▶ What to produce
Set down each entry again exactly as written.

========================================

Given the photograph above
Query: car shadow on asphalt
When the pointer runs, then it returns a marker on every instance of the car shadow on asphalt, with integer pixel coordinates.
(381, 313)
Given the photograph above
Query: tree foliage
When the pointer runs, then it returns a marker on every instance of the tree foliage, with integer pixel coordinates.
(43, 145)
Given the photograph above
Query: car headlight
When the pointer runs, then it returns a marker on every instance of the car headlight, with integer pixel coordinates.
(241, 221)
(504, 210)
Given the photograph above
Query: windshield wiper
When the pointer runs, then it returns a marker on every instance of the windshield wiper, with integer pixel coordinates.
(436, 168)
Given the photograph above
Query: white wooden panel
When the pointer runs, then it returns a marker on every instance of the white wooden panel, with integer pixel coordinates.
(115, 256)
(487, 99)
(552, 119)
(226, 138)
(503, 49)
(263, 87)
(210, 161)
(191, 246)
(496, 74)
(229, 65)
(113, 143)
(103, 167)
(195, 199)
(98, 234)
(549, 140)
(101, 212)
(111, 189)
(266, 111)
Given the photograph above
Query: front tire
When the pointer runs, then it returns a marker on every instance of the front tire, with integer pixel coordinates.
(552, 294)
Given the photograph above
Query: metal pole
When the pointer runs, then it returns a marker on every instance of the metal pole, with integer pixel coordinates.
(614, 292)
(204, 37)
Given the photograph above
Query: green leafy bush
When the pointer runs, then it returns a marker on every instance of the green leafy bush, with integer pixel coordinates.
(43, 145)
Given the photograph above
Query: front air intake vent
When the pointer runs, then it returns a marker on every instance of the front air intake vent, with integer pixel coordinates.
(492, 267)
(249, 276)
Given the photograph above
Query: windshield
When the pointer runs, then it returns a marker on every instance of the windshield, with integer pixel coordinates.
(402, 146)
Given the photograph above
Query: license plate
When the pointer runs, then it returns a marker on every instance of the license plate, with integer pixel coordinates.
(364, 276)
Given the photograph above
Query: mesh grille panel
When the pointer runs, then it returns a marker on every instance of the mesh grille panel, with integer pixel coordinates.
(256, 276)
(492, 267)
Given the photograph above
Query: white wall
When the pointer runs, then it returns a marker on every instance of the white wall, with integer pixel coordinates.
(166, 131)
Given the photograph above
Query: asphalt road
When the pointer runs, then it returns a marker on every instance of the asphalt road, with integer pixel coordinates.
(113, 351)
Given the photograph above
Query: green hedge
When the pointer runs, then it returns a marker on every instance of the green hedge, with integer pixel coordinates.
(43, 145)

========================================

▶ Exercise answer
Given the photograph above
Query: car shadow on asphalt
When the pointer runs, then it returns a marker on every instance of the car shadow on asphalt, with integer pixel coordinates.
(381, 313)
Given the photograph above
Query: tree foliage
When the pointer runs, then it returns a marker on every instance of the tree foliage, with integer pixel coordinates.
(43, 145)
Given the photograph above
Query: car headlight
When the pointer runs, then it returns a marker on every instance of the car headlight, with integer pixel coordinates.
(241, 221)
(504, 210)
Given the photograph above
Query: windshield wiper
When the pointer runs, then it returns a marker on every instance of the windshield wiper, with integer pixel coordinates.
(436, 168)
Given the photograph above
Query: white wooden panel
When the pointer runs, then it returns a marker on every instance of the white wooden panel, with integer pixel coordinates.
(115, 256)
(487, 99)
(552, 119)
(226, 138)
(503, 49)
(263, 87)
(210, 161)
(191, 246)
(496, 74)
(229, 65)
(113, 143)
(103, 167)
(195, 199)
(98, 234)
(549, 140)
(101, 212)
(111, 189)
(266, 111)
Given the photograph above
Query: front tire
When the pointer runs, then it returns a marker on every instance of the front tire, with integer pixel coordinates.
(552, 294)
Given the photograph above
Query: metal pole
When the pointer runs, then it returns a marker on every instance of the metal pole, with integer pixel coordinates.
(614, 292)
(204, 37)
Given the photograph above
Query: green leafy bush
When the pointer runs, then it returns a marker on every instance of the green leafy bush, with integer pixel coordinates.
(43, 145)
Given the photograph above
Query: front air intake vent
When the pointer runs, then it returns a marker on every instance of the front air intake vent, with integer pixel coordinates.
(492, 267)
(249, 276)
Given the photograph above
Query: windshield
When the pointer runs, then it returns a marker on every instance of the windshield, with integer pixel coordinates.
(402, 146)
Given the photograph above
Query: license plate
When the pointer runs, then it returns a marker on every instance of the license plate, with integer pixel coordinates.
(364, 276)
Given the photograph above
Query: mesh grille panel
When the pointer runs, then it returns a marker on every instance of the mesh grille panel, with integer pixel coordinates.
(256, 276)
(492, 267)
Given the photograph above
Query: white wall
When the pointer runs, then it returns a marker on every instance of the white wall, with integer pixel coordinates.
(166, 131)
Given the photograph above
Query: asphalt road
When the pointer runs, then it returns a marker on every instance of the asphalt road, with integer pixel coordinates.
(113, 351)
Given the photograph above
Query: green hedge
When the pointer runs, then it returns a marker on every instance of the green hedge, with integer pixel coordinates.
(43, 145)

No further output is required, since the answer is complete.